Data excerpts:
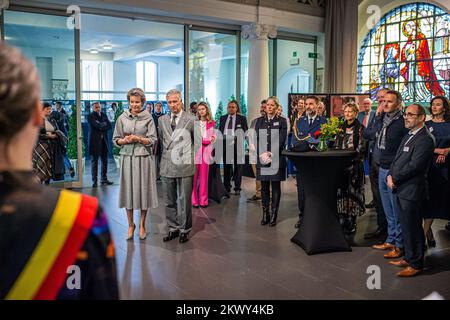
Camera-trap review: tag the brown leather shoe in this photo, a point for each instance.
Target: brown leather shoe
(408, 272)
(400, 263)
(384, 246)
(394, 254)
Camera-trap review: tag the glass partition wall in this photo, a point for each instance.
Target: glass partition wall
(108, 56)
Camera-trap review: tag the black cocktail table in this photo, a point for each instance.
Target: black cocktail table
(320, 173)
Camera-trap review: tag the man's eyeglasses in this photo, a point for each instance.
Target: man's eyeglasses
(410, 115)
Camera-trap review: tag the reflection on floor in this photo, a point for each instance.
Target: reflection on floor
(230, 256)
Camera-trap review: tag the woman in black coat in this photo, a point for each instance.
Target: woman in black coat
(351, 193)
(271, 134)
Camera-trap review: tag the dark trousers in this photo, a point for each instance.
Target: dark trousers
(300, 194)
(104, 158)
(373, 174)
(275, 196)
(408, 213)
(235, 171)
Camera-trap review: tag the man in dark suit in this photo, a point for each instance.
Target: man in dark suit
(304, 129)
(98, 143)
(233, 127)
(407, 179)
(370, 134)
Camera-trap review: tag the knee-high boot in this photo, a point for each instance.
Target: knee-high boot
(266, 216)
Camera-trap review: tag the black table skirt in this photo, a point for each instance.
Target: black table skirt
(320, 173)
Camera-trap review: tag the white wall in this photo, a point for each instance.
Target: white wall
(62, 65)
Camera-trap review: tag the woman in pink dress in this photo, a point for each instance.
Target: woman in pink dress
(203, 156)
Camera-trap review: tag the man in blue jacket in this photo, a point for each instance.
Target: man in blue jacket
(304, 129)
(407, 180)
(390, 132)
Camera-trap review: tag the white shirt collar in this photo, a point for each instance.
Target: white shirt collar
(417, 130)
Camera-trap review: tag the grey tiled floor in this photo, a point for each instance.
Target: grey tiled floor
(230, 256)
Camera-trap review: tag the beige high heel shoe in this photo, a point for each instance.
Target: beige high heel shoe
(130, 237)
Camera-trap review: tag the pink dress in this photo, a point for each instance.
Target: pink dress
(203, 158)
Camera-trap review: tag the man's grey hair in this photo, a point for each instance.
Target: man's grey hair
(173, 92)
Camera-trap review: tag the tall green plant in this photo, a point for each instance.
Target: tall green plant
(72, 134)
(117, 114)
(219, 113)
(243, 106)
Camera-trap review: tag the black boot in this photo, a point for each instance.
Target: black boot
(266, 216)
(273, 217)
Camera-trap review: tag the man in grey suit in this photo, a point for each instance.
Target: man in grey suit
(176, 132)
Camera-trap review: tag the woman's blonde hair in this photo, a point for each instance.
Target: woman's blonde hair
(208, 111)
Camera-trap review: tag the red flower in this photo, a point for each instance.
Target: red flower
(317, 134)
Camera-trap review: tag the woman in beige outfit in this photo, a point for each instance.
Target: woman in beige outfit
(135, 134)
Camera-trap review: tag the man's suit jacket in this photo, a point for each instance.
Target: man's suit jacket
(370, 120)
(410, 165)
(177, 160)
(241, 123)
(99, 126)
(303, 129)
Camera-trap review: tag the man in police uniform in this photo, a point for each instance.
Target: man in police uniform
(304, 129)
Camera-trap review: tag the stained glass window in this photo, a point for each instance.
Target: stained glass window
(409, 51)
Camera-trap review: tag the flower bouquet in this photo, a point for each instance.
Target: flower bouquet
(328, 132)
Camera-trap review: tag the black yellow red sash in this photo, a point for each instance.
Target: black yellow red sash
(45, 271)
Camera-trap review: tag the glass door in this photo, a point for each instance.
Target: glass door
(48, 42)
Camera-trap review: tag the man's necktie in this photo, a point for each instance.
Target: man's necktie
(174, 123)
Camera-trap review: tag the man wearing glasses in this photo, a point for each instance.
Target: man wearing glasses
(407, 180)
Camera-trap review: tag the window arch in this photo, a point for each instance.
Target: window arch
(409, 51)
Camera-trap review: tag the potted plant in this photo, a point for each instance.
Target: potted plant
(116, 150)
(328, 132)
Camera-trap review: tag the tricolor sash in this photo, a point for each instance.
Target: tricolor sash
(46, 269)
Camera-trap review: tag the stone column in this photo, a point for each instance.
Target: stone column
(258, 65)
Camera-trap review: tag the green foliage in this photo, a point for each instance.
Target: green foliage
(72, 135)
(117, 114)
(330, 129)
(243, 106)
(219, 113)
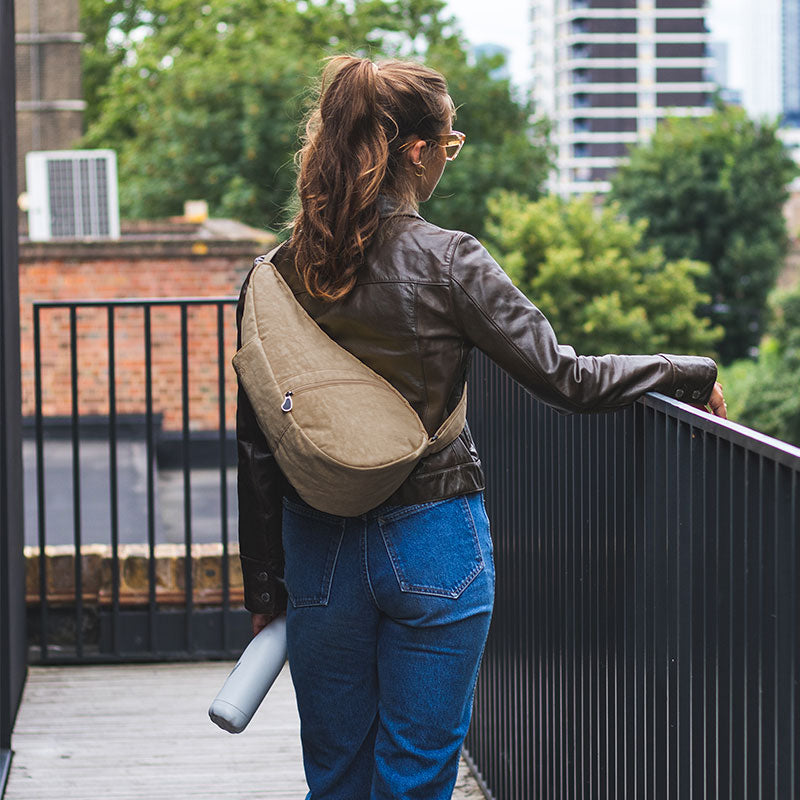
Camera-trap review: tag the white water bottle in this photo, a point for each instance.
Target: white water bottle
(251, 678)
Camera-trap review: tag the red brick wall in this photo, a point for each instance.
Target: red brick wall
(44, 277)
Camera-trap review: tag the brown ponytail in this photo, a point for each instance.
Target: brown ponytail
(350, 154)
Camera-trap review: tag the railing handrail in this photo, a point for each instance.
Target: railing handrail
(734, 432)
(133, 301)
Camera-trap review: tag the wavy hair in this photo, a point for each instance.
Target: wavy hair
(352, 152)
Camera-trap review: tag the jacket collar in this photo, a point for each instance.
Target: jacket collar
(391, 206)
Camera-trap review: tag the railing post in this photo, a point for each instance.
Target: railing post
(12, 568)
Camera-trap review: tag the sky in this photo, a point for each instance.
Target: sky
(503, 22)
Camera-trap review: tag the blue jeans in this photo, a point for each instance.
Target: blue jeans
(387, 620)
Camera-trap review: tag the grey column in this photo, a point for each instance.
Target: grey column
(12, 566)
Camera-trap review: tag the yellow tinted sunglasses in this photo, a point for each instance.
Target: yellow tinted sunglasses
(452, 143)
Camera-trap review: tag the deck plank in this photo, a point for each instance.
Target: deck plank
(125, 732)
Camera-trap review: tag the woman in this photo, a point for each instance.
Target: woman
(388, 612)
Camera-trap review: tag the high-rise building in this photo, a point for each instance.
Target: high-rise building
(790, 52)
(606, 71)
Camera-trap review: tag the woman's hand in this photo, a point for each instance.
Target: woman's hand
(717, 402)
(260, 621)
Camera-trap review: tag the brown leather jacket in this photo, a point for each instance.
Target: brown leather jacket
(423, 300)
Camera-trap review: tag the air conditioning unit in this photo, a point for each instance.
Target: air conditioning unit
(72, 194)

Task to carry out: Any picture in the data is to be skipped, while each line is returned exactly as written.

Completed exercise:
Camera-trap review: tag the brown leather shoe in this photo, a point for each instance.
Target: brown leather shoe
(408, 272)
(400, 263)
(384, 246)
(394, 254)
Camera-trap review: tag the glass partition wall in this photo, a point for each instance.
Target: glass partition wall
(108, 56)
Camera-trap review: tag the black cocktail table in this photo, a point for each instance.
Target: black cocktail table
(320, 173)
Camera-trap review: tag the man's eyeglasses in this photo, a point for each instance.
Target: man's eyeglasses
(410, 115)
Camera-trap review: tag the reflection on floor in this photo, a point for each instance.
Target: reflection on floor
(230, 256)
Camera-trap review: tag the woman in black coat in this photo, a point for each instance.
Target: woman in black coat
(351, 193)
(271, 134)
Camera-trap review: tag the dark trousers in this photo, a point for each instance.
Target: dark trousers
(300, 194)
(104, 158)
(373, 174)
(275, 196)
(408, 213)
(235, 171)
Camera-trap review: tag the man in dark suit in this photo, a point for each instance.
Target: man in dark suit
(304, 129)
(98, 143)
(233, 127)
(407, 179)
(370, 134)
Camera-trap review: tag the knee-high boot in this photo, a point for each instance.
Target: knee-high boot
(266, 216)
Camera-trap review: tag the black table skirt in this photo, a point for each instance.
Target: black table skirt
(320, 173)
Camera-trap review: tag the white wall in this photo, a point for each instance.
Target: white wall
(62, 65)
Camera-trap review: tag the woman in pink dress in this photo, a point for each instance.
Target: woman in pink dress
(203, 156)
Camera-trap review: tag the man in blue jacket in this photo, a point for each instance.
Target: man in blue jacket
(304, 129)
(407, 180)
(390, 132)
Camera-trap review: tag the white shirt collar in this photo, a point for each instance.
Target: white shirt collar
(417, 130)
Camera-trap review: tag the grey tiled floor in this photo, a point for each instance.
Target: grey tiled floor
(230, 256)
Camera-trap review: tag the beige high heel shoe in this photo, a point for each instance.
Target: beige high heel shoe
(130, 237)
Camera-trap review: tag the pink dress in this photo, a point for each instance.
Target: pink dress
(203, 158)
Camera-trap review: tag the man's grey hair in this photo, a point for each instance.
Target: man's grey hair
(173, 92)
Camera-trap review: tag the tall green plant in this photo, a point for each instance.
Target: tall green plant
(72, 134)
(117, 114)
(219, 113)
(243, 106)
Camera-trap review: tag the black boot in this photo, a point for each instance.
Target: black boot
(266, 216)
(273, 217)
Camera-trap review: tag the man in grey suit in this photo, a point for each instance.
Target: man in grey suit
(176, 132)
Camera-trap review: tag the woman's blonde hair in this photo, a point for each instance.
Target: woman's blonde hair
(208, 111)
Camera-trap review: tag the red flower in this photo, a point for each instance.
Target: red flower
(317, 134)
Camera-trap review: tag the woman in beige outfit in this photo, a point for each instance.
Target: woman in beige outfit
(135, 134)
Camera-trap review: tag the man's suit jacket in this photo, a point for each instance.
Target: man's suit jacket
(370, 120)
(410, 165)
(177, 160)
(241, 123)
(99, 126)
(303, 129)
Camera-trap review: tag the man in police uniform in this photo, a point for each instance.
Target: man in police uniform
(304, 129)
Camera-trap review: tag the stained glass window in this photo, a point for each instance.
Target: stained glass window
(409, 51)
Camera-trap review: tag the flower bouquet in this photo, a point for each instance.
Target: flower bouquet
(328, 132)
Camera-trap review: tag the black yellow red sash in this photo, a point for each instance.
Target: black yellow red sash
(45, 271)
Camera-trap review: tag the glass door in this photo, a point for each instance.
Target: glass door
(48, 42)
Camera-trap review: tag the man's necktie in this photo, a point for each instance.
Target: man's necktie
(174, 123)
Camera-trap review: tag the man wearing glasses in this photo, a point for each instance.
Target: man wearing glasses
(407, 180)
Camera-trap review: tag the window arch in this photo, a point for each instance.
Target: window arch
(409, 51)
Camera-trap review: tag the potted plant in this photo, a point for each instance.
Target: potted plant
(116, 150)
(328, 132)
Camera-trap review: tag the tricolor sash in this photo, a point for each instance.
Target: tricolor sash
(46, 269)
Camera-trap review: tag the stone column in this photo, a point for each instance.
Target: stone column
(258, 65)
Camera-trap review: tag the green foliage in this photo, a point for each instance.
Target: green foliage
(72, 135)
(117, 114)
(330, 129)
(243, 106)
(219, 113)
Camera-trap review: tag the white water bottle in this photo, a point for each instance.
Target: white water bottle
(251, 678)
Camera-trap review: tag the red brick wall in this photo, a point for each instance.
Target: red brick wall
(44, 277)
Camera-trap review: tag the brown ponytail in this photo, a point for each instance.
Target: brown ponytail
(350, 154)
Camera-trap review: tag the railing handrail in this photo, a point for each instance.
Target: railing handrail
(734, 432)
(133, 301)
Camera-trap review: tag the wavy hair in this photo, a point for each instance.
Target: wavy hair
(352, 152)
Camera-trap review: tag the jacket collar in this photo, a point for each instance.
Target: jacket collar
(391, 206)
Camera-trap review: tag the railing post in this photo, a point for each instance.
Target: railing post
(12, 568)
Camera-trap review: tag the sky in this photo, a point for each instance.
Target: sky
(503, 22)
Camera-trap review: tag the blue jeans in this photo, a point for each instance.
Target: blue jeans
(387, 620)
Camera-trap review: tag the grey column in this photo, a point for each instance.
Target: grey column
(12, 566)
Camera-trap review: tag the yellow tinted sunglasses in this photo, a point for each instance.
Target: yellow tinted sunglasses
(452, 143)
Camera-trap review: tag the deck plank in this photo, a point for each instance.
Target: deck plank
(125, 732)
Camera-trap review: tag the woman in this photo, a point for each instance.
Target: woman
(388, 612)
Camera-trap review: tag the high-rise building in this photo, a point for each instance.
Target: high-rise building
(790, 52)
(606, 71)
Camera-trap review: tag the woman's hand in this photo, a point for each instance.
Target: woman's hand
(717, 402)
(260, 621)
Camera-trap review: tag the brown leather jacket in this photo, a point for each instance.
Target: brown leather jacket
(423, 300)
Camera-trap review: tag the air conditioning unit in this photo, a point for each instance.
Target: air conditioning unit
(72, 194)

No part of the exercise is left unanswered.